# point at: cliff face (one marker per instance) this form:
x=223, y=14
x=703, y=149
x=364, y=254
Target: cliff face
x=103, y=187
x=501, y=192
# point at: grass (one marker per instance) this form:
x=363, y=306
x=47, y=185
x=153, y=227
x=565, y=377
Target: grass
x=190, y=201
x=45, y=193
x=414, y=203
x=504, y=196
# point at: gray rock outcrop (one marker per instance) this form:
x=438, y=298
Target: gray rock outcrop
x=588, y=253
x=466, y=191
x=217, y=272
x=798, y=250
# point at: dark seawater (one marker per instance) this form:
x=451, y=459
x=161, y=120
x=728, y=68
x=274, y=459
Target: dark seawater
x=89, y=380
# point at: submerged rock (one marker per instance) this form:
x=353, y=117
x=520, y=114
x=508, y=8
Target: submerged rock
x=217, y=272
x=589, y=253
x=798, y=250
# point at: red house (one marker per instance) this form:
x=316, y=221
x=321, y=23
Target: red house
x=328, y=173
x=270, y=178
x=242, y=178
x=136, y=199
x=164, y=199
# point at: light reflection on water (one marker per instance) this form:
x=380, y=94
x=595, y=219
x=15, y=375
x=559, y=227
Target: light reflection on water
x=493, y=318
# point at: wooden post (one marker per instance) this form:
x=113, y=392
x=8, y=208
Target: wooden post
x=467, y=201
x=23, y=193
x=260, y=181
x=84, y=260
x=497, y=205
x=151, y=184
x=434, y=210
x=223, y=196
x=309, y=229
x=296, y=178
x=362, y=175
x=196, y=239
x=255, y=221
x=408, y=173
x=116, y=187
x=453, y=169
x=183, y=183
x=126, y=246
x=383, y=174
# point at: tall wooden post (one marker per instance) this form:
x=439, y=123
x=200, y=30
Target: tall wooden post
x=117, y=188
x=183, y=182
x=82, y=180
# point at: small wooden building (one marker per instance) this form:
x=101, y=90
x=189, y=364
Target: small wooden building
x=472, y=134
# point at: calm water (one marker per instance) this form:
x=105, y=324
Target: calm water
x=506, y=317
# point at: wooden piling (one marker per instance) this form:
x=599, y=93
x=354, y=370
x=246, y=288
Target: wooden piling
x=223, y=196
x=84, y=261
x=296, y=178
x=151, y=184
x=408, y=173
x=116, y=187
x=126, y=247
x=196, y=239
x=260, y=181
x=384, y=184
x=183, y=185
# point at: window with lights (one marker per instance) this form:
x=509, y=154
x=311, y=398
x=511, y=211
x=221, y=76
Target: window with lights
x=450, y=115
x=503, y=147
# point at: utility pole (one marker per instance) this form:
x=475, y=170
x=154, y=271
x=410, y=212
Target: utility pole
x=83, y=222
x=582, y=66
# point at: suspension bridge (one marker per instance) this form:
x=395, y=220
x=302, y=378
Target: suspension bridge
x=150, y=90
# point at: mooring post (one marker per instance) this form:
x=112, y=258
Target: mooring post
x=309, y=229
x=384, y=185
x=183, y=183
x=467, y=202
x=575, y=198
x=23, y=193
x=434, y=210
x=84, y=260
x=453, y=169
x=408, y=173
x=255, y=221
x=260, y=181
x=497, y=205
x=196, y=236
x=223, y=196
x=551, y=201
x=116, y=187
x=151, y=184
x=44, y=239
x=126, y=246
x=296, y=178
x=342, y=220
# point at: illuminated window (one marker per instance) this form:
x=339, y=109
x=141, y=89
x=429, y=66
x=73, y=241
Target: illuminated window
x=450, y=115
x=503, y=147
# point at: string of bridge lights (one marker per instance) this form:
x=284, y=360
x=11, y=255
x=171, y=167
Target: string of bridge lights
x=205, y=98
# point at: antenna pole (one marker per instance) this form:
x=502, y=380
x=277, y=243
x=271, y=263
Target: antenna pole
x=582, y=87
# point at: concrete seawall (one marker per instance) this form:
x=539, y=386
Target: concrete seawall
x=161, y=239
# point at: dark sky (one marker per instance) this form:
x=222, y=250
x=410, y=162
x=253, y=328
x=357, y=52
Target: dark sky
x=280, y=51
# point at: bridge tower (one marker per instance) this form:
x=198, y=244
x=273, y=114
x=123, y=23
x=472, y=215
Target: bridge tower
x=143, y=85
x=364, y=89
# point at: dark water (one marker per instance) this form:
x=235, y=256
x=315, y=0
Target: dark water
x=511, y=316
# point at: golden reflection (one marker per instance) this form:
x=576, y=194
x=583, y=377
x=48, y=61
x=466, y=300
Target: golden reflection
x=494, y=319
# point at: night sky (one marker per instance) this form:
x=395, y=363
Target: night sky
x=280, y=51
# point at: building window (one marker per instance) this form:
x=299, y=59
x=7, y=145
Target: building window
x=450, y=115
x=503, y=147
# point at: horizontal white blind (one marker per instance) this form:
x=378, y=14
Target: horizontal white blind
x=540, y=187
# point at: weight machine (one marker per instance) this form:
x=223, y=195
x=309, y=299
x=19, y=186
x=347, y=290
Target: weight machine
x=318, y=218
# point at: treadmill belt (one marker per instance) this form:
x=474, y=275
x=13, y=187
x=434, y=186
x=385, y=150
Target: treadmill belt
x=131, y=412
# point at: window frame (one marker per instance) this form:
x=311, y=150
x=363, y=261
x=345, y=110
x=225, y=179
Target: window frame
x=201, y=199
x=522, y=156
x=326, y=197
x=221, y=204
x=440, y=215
··········
DO THIS. Copy these lines word for word.

RESPONSE.
# point at: cliff face (one marker per instance) this form:
x=223, y=14
x=703, y=149
x=364, y=254
Target: cliff face
x=103, y=187
x=501, y=192
# point at: grass (one marker per instance) this form:
x=363, y=306
x=47, y=185
x=153, y=227
x=565, y=377
Target: grass
x=190, y=201
x=45, y=193
x=414, y=203
x=504, y=196
# point at: gray rock outcrop (one marker per instance) this form:
x=438, y=298
Target: gray rock outcrop
x=588, y=253
x=466, y=191
x=217, y=272
x=798, y=250
# point at: dark seawater (one marker per instance) this form:
x=451, y=459
x=161, y=120
x=728, y=68
x=274, y=459
Target: dark seawater
x=89, y=380
# point at: submerged rock (one marker per instance) this form:
x=353, y=117
x=520, y=114
x=508, y=8
Target: submerged rock
x=217, y=272
x=589, y=253
x=798, y=250
# point at: red house (one marker per instance) this form:
x=316, y=221
x=321, y=23
Target: red house
x=328, y=173
x=270, y=178
x=242, y=178
x=136, y=199
x=164, y=199
# point at: light reflection on water (one marker per instance) this form:
x=380, y=94
x=595, y=219
x=15, y=375
x=559, y=227
Target: light reflection on water
x=493, y=318
# point at: wooden post (one marker per instance) this form:
x=113, y=392
x=8, y=208
Target: wooden post
x=467, y=201
x=23, y=193
x=260, y=181
x=84, y=260
x=497, y=205
x=151, y=184
x=434, y=210
x=223, y=196
x=309, y=229
x=296, y=178
x=362, y=175
x=196, y=239
x=255, y=221
x=408, y=173
x=116, y=187
x=453, y=169
x=183, y=183
x=126, y=246
x=383, y=174
# point at: tall wooden post (one marker per instance) this form:
x=439, y=123
x=200, y=30
Target: tall wooden post
x=117, y=188
x=183, y=182
x=82, y=180
# point at: small wooden building (one marker per instance) this form:
x=101, y=90
x=189, y=364
Target: small wooden building
x=472, y=134
# point at: calm water (one marker per instance) this form:
x=105, y=324
Target: calm water
x=506, y=317
# point at: wooden piling (one marker per instance) this form:
x=599, y=93
x=354, y=370
x=246, y=288
Target: wooden piling
x=223, y=196
x=84, y=261
x=296, y=178
x=151, y=184
x=408, y=173
x=116, y=187
x=126, y=247
x=196, y=239
x=260, y=181
x=384, y=184
x=183, y=185
# point at: window with lights (one marker per instance) this form:
x=509, y=154
x=311, y=398
x=511, y=211
x=221, y=76
Target: window with lights
x=450, y=115
x=503, y=147
# point at: utility pole (one marker per instance) this form:
x=475, y=170
x=154, y=271
x=410, y=212
Target: utility pole
x=83, y=222
x=582, y=66
# point at: suspension bridge (one marker per instance) this form:
x=395, y=220
x=302, y=378
Target: suspension bridge
x=150, y=90
# point at: mooring post (one marker per instance) this form:
x=112, y=258
Target: mooring post
x=309, y=229
x=384, y=185
x=183, y=183
x=467, y=202
x=575, y=198
x=23, y=193
x=434, y=210
x=84, y=260
x=453, y=169
x=408, y=173
x=255, y=221
x=260, y=181
x=497, y=205
x=196, y=236
x=223, y=196
x=551, y=201
x=116, y=187
x=151, y=184
x=44, y=239
x=126, y=246
x=296, y=178
x=342, y=220
# point at: illuminated window (one marker per instance) this form:
x=339, y=109
x=141, y=89
x=429, y=66
x=73, y=241
Target: illuminated window
x=450, y=115
x=503, y=147
# point at: string of bridge lights (one marker per instance) this form:
x=284, y=360
x=11, y=255
x=171, y=167
Target: string of bridge lights
x=205, y=98
# point at: antenna pole (one marker per instance) this form:
x=502, y=380
x=277, y=243
x=271, y=263
Target: antenna pole
x=582, y=87
# point at: concrete seawall (one marker per instance) this form:
x=539, y=386
Target: concrete seawall
x=161, y=239
# point at: dark sky (one marker per instance) this form:
x=222, y=250
x=410, y=162
x=253, y=328
x=357, y=52
Target: dark sky
x=280, y=51
# point at: bridge tower (one marker per instance) this form:
x=198, y=244
x=273, y=114
x=123, y=23
x=472, y=215
Target: bridge tower
x=143, y=85
x=364, y=89
# point at: dark water (one marker per instance) this form:
x=235, y=256
x=315, y=0
Target: dark water
x=511, y=316
# point at: golden reflection (one marker per instance) this form:
x=576, y=194
x=583, y=377
x=48, y=61
x=466, y=300
Target: golden reflection
x=494, y=319
# point at: night sky (one marker per instance) this form:
x=395, y=363
Target: night sky
x=280, y=51
# point at: building window (one marker per instance) this form:
x=299, y=59
x=7, y=145
Target: building window
x=450, y=115
x=503, y=147
# point at: horizontal white blind (one marker per instance) this form:
x=378, y=14
Target: horizontal white blind
x=540, y=187
# point at: weight machine (one marker per instance) this form:
x=223, y=195
x=309, y=299
x=19, y=186
x=347, y=290
Target: weight machine
x=318, y=218
# point at: treadmill belt (one marker per instance) this form:
x=474, y=275
x=13, y=187
x=434, y=186
x=385, y=150
Target: treadmill belt
x=131, y=412
# point at: window frame (one marker per instance) this form:
x=311, y=150
x=363, y=261
x=345, y=110
x=225, y=179
Target: window frame
x=201, y=199
x=522, y=156
x=326, y=197
x=221, y=204
x=440, y=215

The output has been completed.